Article ::
* * *
Anja Eimer, General Manager for Global Water Industry – Siemens AG

Siemens AG is a global technology powerhouse that has stood for engineering excellence, innovation, quality, reliability and internationality for more than 170 years. For the water industry Siemens provides comprehensive solutions from a single source: from process instrumentation, industrial communication, and power supply systems to drive and protection technology as well as automation and process control technology. From seawater desalination to the treatment of drinking water, and waste water, all the way to the management of water networks, Siemens’ integrated portfolio covers the entire plant lifecycle from planning and operation to maintenance to lower energy consumption, minimize water losses and reduce lifecycle costs.

Energy typically accounts for one-third of the total cost of operation for water utilities. What are the best ways water and wastewater utilities can reach carbon neutrality?

Achieving net zero in the water and wastewater industry will take a lot of effort on many levels, and we firmly believe it can be done. What is essential is to look at the larger picture. That is, the entire water cycle and the lifecycle of water infrastructure, to make an informed choice about which strategies will pay off best in terms of increasing energy efficiency and replacing fossil fuels with more sustainable resources. For example, we need to look into integrating renewable energy in water treatment and desalination systems, and we need to increase the share of renewables in the energy mix. This also means we must find new ways to control the microgrids in water and wastewater facilities to maintain a stable and reliable energy supply. For this purpose, we need to make use of digital solutions such as a digital twin to be able to design and optimse the water and wastewater infrastructure for energy efficiency. To use these digital tools, we need data.
* * *
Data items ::
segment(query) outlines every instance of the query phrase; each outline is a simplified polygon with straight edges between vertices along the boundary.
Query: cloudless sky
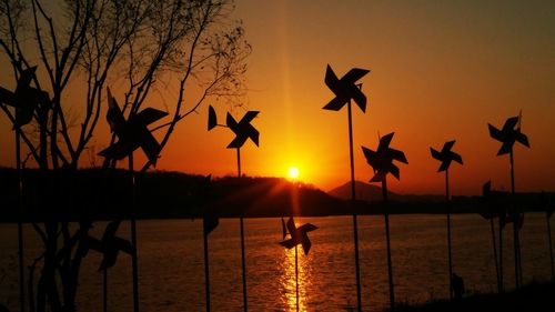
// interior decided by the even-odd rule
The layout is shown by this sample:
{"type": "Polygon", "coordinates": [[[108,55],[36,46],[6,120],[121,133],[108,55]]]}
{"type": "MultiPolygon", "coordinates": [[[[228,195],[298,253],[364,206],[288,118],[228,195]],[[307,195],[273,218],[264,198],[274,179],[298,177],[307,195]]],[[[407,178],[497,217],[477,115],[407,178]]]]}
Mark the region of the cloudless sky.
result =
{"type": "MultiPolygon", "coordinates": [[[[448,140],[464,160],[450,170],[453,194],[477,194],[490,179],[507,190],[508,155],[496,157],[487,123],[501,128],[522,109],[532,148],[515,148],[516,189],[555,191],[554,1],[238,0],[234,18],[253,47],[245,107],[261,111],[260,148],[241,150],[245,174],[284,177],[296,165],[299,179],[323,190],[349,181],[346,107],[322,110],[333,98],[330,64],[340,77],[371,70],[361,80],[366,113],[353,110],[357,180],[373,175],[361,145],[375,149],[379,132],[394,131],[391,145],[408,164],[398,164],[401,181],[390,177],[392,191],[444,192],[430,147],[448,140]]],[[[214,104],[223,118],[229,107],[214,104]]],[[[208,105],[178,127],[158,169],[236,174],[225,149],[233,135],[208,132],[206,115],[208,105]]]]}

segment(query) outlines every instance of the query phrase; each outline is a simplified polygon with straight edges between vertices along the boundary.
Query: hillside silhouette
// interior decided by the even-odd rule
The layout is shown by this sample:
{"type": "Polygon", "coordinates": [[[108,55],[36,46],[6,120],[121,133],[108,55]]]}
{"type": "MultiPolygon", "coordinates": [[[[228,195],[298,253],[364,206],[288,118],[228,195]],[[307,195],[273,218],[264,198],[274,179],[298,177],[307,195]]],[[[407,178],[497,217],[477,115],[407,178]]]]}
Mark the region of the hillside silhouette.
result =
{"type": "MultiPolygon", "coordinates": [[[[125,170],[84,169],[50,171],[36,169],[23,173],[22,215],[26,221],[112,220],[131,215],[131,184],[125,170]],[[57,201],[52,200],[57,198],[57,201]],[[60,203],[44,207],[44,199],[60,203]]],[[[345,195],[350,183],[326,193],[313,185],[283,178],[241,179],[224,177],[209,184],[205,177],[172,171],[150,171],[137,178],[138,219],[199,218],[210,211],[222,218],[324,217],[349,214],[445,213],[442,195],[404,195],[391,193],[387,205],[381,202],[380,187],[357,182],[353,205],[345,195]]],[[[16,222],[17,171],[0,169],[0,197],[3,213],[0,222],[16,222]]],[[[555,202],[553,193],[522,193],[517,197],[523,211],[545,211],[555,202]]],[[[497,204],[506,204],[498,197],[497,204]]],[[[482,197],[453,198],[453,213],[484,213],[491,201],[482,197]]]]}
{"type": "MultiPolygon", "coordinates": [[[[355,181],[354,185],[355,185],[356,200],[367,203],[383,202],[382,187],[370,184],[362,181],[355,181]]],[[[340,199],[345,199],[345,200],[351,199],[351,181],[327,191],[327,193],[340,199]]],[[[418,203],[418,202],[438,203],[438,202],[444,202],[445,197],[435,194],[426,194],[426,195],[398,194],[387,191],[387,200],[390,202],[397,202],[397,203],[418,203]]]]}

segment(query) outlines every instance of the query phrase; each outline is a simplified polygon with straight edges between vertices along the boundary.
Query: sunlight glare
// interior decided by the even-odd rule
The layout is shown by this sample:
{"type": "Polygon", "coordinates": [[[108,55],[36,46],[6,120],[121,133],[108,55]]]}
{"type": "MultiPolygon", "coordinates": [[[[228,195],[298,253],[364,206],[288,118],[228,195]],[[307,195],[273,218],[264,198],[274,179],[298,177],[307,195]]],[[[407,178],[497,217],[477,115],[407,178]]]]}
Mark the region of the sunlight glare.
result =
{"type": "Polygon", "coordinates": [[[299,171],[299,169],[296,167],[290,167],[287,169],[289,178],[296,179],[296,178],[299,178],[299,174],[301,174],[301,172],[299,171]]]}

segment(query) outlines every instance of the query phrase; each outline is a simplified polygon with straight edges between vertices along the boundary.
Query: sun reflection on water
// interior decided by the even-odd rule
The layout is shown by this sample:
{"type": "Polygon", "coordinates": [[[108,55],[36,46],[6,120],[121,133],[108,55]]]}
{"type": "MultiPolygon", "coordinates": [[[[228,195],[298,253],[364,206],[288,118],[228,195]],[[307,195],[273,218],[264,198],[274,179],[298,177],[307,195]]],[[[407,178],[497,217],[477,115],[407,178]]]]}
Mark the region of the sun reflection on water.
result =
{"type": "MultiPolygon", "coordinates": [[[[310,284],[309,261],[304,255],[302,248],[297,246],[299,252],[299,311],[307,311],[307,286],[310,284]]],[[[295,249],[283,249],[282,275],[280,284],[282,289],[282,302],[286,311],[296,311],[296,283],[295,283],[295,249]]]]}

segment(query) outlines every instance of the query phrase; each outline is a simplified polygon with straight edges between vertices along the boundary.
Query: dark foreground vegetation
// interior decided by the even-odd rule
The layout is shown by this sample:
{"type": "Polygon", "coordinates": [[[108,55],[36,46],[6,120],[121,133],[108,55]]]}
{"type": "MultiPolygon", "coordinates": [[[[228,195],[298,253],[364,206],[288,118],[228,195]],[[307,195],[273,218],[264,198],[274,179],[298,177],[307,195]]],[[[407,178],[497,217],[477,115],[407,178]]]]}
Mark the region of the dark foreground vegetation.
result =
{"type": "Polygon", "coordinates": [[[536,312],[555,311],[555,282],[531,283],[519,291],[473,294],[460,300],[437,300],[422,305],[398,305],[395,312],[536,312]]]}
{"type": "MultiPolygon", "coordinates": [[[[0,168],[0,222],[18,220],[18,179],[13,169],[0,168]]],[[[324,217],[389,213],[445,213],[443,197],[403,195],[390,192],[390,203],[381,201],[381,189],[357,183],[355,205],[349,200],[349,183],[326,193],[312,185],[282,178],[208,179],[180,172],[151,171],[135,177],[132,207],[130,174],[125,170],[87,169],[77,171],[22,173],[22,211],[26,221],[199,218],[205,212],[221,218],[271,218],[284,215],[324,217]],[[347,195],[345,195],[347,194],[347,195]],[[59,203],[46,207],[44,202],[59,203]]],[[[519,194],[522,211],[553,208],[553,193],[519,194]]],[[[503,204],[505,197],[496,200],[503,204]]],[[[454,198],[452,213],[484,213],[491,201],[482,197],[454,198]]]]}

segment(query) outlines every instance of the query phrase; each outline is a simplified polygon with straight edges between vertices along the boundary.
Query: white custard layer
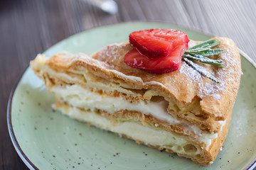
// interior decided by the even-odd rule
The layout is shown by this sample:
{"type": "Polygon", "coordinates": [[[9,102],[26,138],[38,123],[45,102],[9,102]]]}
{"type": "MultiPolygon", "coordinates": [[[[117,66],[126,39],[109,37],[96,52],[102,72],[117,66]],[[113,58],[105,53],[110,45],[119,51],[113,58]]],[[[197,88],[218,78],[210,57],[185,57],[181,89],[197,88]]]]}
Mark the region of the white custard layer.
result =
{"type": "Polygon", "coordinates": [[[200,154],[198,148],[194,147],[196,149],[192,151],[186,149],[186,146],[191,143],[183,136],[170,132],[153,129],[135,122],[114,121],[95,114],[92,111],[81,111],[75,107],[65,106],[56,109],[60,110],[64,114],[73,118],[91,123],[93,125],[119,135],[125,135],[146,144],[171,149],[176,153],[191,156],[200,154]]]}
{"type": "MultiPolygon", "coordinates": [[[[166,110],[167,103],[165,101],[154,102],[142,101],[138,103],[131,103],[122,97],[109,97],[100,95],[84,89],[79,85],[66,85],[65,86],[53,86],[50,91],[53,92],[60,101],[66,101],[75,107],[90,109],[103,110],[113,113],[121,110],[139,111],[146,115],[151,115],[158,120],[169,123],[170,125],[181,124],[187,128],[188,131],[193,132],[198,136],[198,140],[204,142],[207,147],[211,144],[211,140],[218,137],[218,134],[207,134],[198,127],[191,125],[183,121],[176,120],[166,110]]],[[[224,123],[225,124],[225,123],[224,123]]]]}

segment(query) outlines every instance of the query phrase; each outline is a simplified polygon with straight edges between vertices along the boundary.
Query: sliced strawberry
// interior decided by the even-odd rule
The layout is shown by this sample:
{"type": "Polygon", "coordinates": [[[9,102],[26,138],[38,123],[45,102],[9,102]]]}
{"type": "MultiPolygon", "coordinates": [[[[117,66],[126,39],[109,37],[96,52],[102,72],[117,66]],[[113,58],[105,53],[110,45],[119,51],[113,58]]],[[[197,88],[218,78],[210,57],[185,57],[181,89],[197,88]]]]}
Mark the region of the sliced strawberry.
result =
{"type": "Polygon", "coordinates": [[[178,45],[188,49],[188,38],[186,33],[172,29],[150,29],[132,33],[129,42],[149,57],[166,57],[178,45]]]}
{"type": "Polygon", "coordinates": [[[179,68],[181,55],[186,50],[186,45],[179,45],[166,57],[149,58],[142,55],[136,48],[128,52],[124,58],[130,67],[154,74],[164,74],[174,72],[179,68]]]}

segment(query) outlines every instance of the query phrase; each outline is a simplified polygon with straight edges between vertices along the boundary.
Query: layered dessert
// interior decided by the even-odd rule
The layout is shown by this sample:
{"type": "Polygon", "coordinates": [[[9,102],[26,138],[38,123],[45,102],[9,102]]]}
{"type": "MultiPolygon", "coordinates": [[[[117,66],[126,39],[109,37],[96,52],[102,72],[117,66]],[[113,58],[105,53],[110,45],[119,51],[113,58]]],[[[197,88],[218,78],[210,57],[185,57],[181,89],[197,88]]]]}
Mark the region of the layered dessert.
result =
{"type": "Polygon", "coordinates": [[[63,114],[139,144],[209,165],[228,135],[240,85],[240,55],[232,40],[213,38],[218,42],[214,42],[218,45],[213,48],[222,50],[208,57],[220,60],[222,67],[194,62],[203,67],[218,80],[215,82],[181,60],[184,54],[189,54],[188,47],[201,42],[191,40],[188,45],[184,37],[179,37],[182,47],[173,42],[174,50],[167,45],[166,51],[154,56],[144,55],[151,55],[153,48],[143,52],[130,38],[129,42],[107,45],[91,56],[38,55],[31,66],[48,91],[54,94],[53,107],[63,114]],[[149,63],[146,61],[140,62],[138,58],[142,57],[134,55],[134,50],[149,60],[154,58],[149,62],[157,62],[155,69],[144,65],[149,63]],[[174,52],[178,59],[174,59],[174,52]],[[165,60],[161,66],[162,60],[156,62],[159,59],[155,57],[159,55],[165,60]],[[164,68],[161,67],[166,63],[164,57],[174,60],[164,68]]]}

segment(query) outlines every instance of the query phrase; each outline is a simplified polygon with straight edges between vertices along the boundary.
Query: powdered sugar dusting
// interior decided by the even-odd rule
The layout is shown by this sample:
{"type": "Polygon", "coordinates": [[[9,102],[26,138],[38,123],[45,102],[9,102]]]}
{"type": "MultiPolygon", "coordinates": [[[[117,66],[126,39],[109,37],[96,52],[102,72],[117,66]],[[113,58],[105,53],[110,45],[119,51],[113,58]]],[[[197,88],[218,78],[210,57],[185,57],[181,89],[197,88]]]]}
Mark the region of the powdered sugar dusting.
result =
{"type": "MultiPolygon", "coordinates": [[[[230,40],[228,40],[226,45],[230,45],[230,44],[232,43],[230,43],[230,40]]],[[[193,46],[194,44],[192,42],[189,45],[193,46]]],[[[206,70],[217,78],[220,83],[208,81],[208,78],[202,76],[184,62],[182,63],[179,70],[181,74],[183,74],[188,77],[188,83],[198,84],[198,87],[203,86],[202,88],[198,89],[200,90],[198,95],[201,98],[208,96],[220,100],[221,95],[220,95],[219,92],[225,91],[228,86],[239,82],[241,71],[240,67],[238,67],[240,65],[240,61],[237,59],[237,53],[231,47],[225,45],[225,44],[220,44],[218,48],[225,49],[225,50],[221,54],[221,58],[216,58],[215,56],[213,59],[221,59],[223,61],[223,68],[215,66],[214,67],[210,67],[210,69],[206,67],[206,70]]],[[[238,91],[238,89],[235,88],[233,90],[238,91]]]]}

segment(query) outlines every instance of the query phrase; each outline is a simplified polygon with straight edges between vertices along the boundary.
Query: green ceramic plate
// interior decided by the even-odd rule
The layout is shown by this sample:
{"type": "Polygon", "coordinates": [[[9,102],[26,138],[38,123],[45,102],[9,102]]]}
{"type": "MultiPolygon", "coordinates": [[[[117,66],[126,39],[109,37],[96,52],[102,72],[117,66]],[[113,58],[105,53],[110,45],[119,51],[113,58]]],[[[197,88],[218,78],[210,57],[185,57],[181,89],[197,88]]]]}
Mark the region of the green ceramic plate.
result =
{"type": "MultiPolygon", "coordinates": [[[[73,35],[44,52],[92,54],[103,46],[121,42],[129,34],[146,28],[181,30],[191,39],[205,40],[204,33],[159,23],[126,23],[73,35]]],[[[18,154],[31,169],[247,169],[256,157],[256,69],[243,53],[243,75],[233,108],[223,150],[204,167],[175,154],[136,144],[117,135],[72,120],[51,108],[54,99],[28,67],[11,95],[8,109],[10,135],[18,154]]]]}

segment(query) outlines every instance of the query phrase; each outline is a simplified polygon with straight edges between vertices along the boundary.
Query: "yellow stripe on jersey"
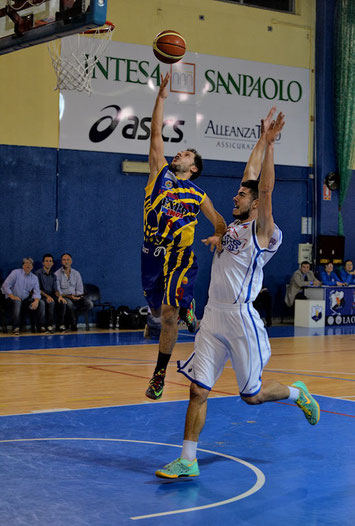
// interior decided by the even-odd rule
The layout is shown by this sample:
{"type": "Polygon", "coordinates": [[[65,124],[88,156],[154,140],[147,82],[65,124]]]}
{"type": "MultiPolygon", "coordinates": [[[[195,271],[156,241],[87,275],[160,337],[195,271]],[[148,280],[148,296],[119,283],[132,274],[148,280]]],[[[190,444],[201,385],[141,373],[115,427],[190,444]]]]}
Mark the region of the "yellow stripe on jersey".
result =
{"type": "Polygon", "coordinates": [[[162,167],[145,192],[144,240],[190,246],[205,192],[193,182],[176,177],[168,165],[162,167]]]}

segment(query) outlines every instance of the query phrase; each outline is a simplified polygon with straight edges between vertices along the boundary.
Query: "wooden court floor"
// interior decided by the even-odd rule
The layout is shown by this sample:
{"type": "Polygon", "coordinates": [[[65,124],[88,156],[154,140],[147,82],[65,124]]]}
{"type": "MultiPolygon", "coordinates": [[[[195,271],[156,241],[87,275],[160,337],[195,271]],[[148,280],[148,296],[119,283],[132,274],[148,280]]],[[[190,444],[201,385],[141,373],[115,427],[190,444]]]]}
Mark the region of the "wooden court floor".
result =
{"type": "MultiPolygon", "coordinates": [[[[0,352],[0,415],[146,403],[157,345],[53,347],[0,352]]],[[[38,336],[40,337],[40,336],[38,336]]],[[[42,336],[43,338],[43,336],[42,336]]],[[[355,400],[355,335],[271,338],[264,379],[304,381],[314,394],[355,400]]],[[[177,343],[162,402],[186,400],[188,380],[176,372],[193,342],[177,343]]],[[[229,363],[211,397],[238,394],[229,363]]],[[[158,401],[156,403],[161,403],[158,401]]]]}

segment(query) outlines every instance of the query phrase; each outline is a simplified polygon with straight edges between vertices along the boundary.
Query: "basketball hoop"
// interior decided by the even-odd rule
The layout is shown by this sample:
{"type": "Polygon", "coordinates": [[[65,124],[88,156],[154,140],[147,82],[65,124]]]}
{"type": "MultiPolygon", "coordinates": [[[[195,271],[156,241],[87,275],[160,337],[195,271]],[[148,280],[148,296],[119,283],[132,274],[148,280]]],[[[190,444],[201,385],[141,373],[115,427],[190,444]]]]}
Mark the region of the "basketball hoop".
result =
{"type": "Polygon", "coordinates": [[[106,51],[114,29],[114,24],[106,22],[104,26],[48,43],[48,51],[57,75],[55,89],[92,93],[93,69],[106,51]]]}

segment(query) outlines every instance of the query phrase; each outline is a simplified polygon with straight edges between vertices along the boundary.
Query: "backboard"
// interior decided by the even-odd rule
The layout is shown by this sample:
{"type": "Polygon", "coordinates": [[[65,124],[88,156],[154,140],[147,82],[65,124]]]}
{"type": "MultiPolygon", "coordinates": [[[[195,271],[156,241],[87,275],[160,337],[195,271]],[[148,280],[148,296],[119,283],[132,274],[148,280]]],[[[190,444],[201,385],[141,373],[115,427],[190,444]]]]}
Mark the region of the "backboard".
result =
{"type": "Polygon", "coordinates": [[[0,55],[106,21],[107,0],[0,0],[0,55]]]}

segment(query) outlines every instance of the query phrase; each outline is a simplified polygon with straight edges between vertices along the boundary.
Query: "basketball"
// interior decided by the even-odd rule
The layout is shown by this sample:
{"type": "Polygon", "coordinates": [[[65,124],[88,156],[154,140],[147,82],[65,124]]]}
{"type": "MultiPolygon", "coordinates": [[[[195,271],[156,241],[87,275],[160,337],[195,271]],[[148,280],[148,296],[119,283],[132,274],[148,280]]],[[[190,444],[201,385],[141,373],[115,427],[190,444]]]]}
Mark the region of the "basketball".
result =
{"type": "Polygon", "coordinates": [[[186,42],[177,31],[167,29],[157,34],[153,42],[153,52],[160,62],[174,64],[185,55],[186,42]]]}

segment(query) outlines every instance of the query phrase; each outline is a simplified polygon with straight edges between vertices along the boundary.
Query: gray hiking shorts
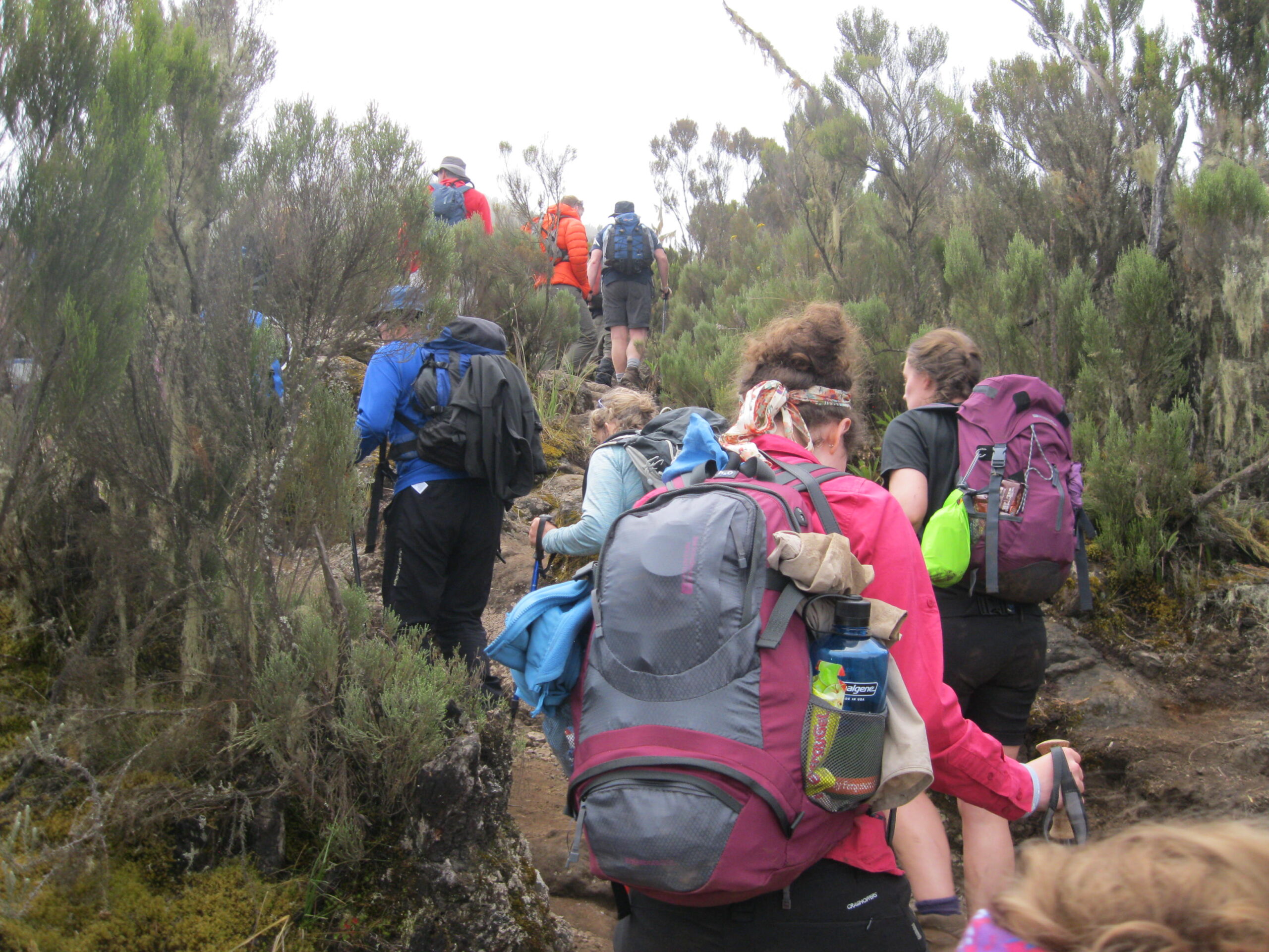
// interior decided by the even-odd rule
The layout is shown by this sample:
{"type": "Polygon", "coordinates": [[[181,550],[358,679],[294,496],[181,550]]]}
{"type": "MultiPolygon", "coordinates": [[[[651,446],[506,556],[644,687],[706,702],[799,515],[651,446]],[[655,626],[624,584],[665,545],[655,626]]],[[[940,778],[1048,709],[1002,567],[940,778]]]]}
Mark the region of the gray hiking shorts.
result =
* * *
Written problem ::
Swap "carbon neutrality" for "climate neutrality" in the interview between "Energy typically accounts" and "reach carbon neutrality?", inclusive, and write out that passage. Rely solely on the interview.

Expected output ::
Energy typically accounts for one-third of the total cost of operation for water utilities. What are the best ways water and wastewater utilities can reach climate neutrality?